>>
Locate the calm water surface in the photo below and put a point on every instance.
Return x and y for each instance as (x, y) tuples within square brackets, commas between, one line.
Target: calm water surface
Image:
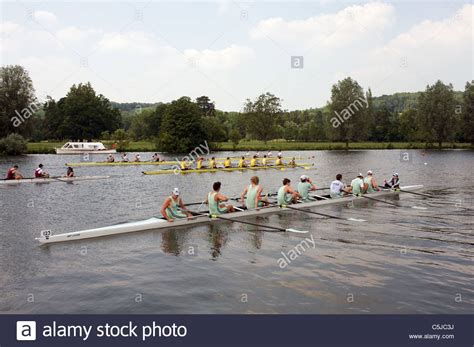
[(401, 261)]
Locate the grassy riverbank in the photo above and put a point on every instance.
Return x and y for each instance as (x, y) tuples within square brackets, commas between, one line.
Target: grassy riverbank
[(148, 146)]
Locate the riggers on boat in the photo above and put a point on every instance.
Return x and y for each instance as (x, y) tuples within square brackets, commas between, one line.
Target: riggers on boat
[(228, 169), (52, 179), (160, 223)]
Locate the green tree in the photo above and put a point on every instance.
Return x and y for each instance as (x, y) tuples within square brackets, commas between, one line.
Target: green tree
[(261, 116), (17, 97), (436, 117), (181, 127), (348, 107), (82, 114), (467, 120)]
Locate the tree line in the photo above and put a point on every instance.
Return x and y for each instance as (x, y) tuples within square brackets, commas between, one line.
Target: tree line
[(438, 114)]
<<
◆ SHORT TASK ◆
Reproduce all of the data above line for line, without any changes, but leave out the image.

◆ EXPECTED ANSWER ◆
Locate the calm water surface in the photo below and put a point on every instance.
Return x and y for each instance as (x, y) tuples within square brackets, commas between, one line.
Target: calm water surface
Image:
[(401, 261)]
Locate the grassy riverbank in the photo above and put a point on every instance.
Return x and y for each instance as (x, y) tuples within square brackets, commas between, one line.
Target: grassy riverbank
[(148, 146)]
Locate the riggers on boat in the photo above and put a point on every instance.
Return x and y for each instance as (x, y) tuples within square brackets, commas between, one line.
Target: riggers on boat
[(228, 169), (52, 179), (160, 223)]
Locate the green tree in the photo above and put a point on every instance.
Return x and y for each instance as (x, y) tuples within square brackets, commas between, one line.
Target: green tree
[(261, 116), (17, 97), (436, 117), (181, 127), (348, 107), (82, 114), (467, 120)]
Locate the tree line in the photo above and put a point on every instance.
Return x and y for each instance as (x, y) tuples within square brackets, commas between, one line.
Target: tree line
[(438, 114)]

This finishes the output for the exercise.